### Listed entries

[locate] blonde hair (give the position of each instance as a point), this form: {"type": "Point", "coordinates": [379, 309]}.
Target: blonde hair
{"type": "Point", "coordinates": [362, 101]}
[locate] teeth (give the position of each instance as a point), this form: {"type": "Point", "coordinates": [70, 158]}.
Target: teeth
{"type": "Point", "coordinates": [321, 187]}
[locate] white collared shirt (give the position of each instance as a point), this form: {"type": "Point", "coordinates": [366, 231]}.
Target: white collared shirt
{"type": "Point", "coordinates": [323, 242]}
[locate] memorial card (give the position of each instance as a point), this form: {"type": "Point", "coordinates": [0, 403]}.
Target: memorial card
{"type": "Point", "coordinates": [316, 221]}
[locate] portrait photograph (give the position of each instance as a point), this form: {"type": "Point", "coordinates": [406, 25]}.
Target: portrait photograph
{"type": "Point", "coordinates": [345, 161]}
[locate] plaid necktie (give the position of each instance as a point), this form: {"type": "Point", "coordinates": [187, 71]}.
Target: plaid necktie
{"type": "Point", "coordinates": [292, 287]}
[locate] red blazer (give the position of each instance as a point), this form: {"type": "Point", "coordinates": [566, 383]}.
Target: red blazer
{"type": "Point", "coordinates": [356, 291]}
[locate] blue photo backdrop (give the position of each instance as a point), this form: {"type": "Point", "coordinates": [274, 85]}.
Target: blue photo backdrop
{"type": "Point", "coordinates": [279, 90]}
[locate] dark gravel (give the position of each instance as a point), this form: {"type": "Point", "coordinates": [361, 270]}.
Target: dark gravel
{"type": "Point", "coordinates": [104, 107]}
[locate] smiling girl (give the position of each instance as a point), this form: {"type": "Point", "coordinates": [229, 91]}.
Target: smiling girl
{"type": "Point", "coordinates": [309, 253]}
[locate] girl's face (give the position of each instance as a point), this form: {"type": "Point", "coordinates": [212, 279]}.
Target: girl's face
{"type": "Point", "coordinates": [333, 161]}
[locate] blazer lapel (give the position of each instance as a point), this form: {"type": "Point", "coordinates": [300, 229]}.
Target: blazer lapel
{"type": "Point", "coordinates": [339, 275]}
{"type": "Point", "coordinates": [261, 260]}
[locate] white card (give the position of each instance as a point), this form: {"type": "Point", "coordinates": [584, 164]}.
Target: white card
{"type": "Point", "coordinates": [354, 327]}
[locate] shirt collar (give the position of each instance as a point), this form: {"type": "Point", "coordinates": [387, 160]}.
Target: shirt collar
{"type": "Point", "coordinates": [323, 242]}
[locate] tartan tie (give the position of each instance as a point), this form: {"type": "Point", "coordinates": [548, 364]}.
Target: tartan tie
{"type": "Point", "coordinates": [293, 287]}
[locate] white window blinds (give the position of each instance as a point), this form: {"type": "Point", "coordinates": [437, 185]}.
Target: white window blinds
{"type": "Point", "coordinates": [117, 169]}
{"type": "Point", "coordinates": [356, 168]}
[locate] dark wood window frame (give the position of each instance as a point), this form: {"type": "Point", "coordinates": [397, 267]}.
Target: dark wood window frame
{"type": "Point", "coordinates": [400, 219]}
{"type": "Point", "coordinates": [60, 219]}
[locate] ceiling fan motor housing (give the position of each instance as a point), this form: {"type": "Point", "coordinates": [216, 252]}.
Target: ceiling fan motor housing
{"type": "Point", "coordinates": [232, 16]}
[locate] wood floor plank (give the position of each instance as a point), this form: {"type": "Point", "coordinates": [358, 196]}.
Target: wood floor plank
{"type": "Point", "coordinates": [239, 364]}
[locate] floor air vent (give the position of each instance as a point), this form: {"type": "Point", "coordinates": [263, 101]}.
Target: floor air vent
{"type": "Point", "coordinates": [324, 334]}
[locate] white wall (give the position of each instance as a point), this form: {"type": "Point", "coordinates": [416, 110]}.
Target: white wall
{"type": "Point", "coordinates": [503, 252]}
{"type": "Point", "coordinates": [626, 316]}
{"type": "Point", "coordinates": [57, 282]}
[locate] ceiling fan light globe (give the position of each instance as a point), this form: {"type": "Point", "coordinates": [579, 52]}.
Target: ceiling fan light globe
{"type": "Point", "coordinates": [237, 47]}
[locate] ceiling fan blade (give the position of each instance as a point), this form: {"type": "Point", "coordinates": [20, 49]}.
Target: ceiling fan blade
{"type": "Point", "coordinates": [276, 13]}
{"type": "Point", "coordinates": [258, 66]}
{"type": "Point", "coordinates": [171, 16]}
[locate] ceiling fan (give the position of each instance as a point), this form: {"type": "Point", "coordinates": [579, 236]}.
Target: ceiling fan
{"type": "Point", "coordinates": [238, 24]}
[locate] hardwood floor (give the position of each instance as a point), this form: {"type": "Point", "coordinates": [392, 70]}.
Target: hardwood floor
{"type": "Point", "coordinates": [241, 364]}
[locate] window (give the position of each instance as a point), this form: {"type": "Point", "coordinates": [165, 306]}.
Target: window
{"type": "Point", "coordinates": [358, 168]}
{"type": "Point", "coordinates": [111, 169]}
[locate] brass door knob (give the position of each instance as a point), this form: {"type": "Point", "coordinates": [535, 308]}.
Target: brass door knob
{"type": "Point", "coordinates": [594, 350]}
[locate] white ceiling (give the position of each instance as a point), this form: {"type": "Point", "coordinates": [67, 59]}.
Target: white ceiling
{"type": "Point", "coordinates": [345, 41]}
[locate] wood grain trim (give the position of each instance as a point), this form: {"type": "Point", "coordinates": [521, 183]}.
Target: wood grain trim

### Instructions for the task
Please reproduce all of the entries exactly as they stand.

### Full response
[locate] blonde hair (give the position of each instance as a point), this form: {"type": "Point", "coordinates": [379, 309]}.
Target: blonde hair
{"type": "Point", "coordinates": [362, 101]}
[locate] teeth (give the position of each instance as a point), this form: {"type": "Point", "coordinates": [70, 158]}.
Target: teeth
{"type": "Point", "coordinates": [321, 187]}
[locate] white collared shirt (give the position of each instance as a point), this form: {"type": "Point", "coordinates": [366, 231]}.
Target: white collared shirt
{"type": "Point", "coordinates": [323, 242]}
[locate] memorial card (give the position of each instance as a point), this form: {"type": "Point", "coordinates": [0, 403]}.
Target: memorial card
{"type": "Point", "coordinates": [316, 221]}
[locate] portrait photograph (give the position of each instance as a point), this form: {"type": "Point", "coordinates": [406, 25]}.
Target: portrait photograph
{"type": "Point", "coordinates": [345, 161]}
[locate] plaid necktie (give the position of each instance as a point), this form: {"type": "Point", "coordinates": [187, 71]}.
Target: plaid necktie
{"type": "Point", "coordinates": [292, 287]}
[locate] red blazer (give the position of each instance as a point), this form: {"type": "Point", "coordinates": [566, 383]}.
Target: red blazer
{"type": "Point", "coordinates": [356, 291]}
[locate] blue photo backdrop (give the position of each instance as a point), this form: {"type": "Point", "coordinates": [274, 85]}.
Target: blue photo backdrop
{"type": "Point", "coordinates": [279, 90]}
[locate] dark gravel (give the position of each instance as a point), this form: {"type": "Point", "coordinates": [361, 270]}.
Target: dark gravel
{"type": "Point", "coordinates": [104, 107]}
[locate] smiling girl (give the position of each instance as a point), this form: {"type": "Point", "coordinates": [229, 91]}.
Target: smiling girl
{"type": "Point", "coordinates": [309, 253]}
[locate] girl's face (give the position of each instance as a point), this form: {"type": "Point", "coordinates": [212, 279]}.
Target: girl's face
{"type": "Point", "coordinates": [333, 161]}
[locate] blazer lapel (give the position of each instance as a point), this form: {"type": "Point", "coordinates": [300, 229]}.
Target: blazer lapel
{"type": "Point", "coordinates": [339, 275]}
{"type": "Point", "coordinates": [261, 260]}
[locate] white card (give the position of each instance as a point), this form: {"type": "Point", "coordinates": [584, 164]}.
Target: white card
{"type": "Point", "coordinates": [354, 327]}
[locate] shirt collar (give the position of each instance as a point), this form: {"type": "Point", "coordinates": [387, 160]}.
Target: shirt collar
{"type": "Point", "coordinates": [323, 242]}
[locate] tartan tie (give the position of each instance as a point), this form: {"type": "Point", "coordinates": [548, 364]}.
Target: tartan tie
{"type": "Point", "coordinates": [293, 287]}
[locate] white window blinds (give the position of each instance as a point), this form: {"type": "Point", "coordinates": [437, 185]}.
Target: white window blinds
{"type": "Point", "coordinates": [117, 169]}
{"type": "Point", "coordinates": [356, 168]}
[locate] dark wood window frame (give the position of each instance as a point), this form: {"type": "Point", "coordinates": [397, 267]}.
Target: dark wood window frame
{"type": "Point", "coordinates": [400, 219]}
{"type": "Point", "coordinates": [60, 219]}
[locate] ceiling fan motor housing (give the position of each instance as a point), this form: {"type": "Point", "coordinates": [216, 252]}.
Target: ceiling fan motor housing
{"type": "Point", "coordinates": [232, 16]}
[locate] wood floor plank (give the position of each instance as a point), this form: {"type": "Point", "coordinates": [358, 196]}.
Target: wood floor plank
{"type": "Point", "coordinates": [239, 364]}
[locate] floor air vent (give the position of each instance as a point), this form: {"type": "Point", "coordinates": [263, 101]}.
Target: floor air vent
{"type": "Point", "coordinates": [324, 334]}
[locate] white wall (give the position of each instance as a point), this form: {"type": "Point", "coordinates": [416, 110]}.
Target: white wall
{"type": "Point", "coordinates": [503, 252]}
{"type": "Point", "coordinates": [626, 316]}
{"type": "Point", "coordinates": [57, 282]}
[locate] ceiling fan light globe (give the position of each instance as a point), this form: {"type": "Point", "coordinates": [579, 52]}.
Target: ceiling fan light globe
{"type": "Point", "coordinates": [237, 47]}
[locate] ceiling fan blade (give the position of each instance as a point), this form: {"type": "Point", "coordinates": [20, 49]}.
Target: ceiling fan blade
{"type": "Point", "coordinates": [276, 13]}
{"type": "Point", "coordinates": [258, 66]}
{"type": "Point", "coordinates": [171, 16]}
[locate] ceiling fan (give the position of each instance as a point), this form: {"type": "Point", "coordinates": [579, 236]}.
Target: ceiling fan
{"type": "Point", "coordinates": [238, 24]}
[locate] hardwood floor (give the position of each instance as a point), this form: {"type": "Point", "coordinates": [392, 70]}.
Target: hardwood floor
{"type": "Point", "coordinates": [241, 364]}
[locate] window (give the position of each instance as a point), this form: {"type": "Point", "coordinates": [165, 306]}.
Target: window
{"type": "Point", "coordinates": [358, 168]}
{"type": "Point", "coordinates": [111, 169]}
[locate] brass door knob (give the position of each instance as a point), this form: {"type": "Point", "coordinates": [535, 308]}.
Target: brass door knob
{"type": "Point", "coordinates": [594, 350]}
[locate] white ceiling (give the position of each instance as a point), this form: {"type": "Point", "coordinates": [67, 59]}.
Target: white ceiling
{"type": "Point", "coordinates": [345, 41]}
[locate] wood grain trim (give the position of each instance as a point), this form: {"type": "Point", "coordinates": [521, 183]}.
Target: wood grain trim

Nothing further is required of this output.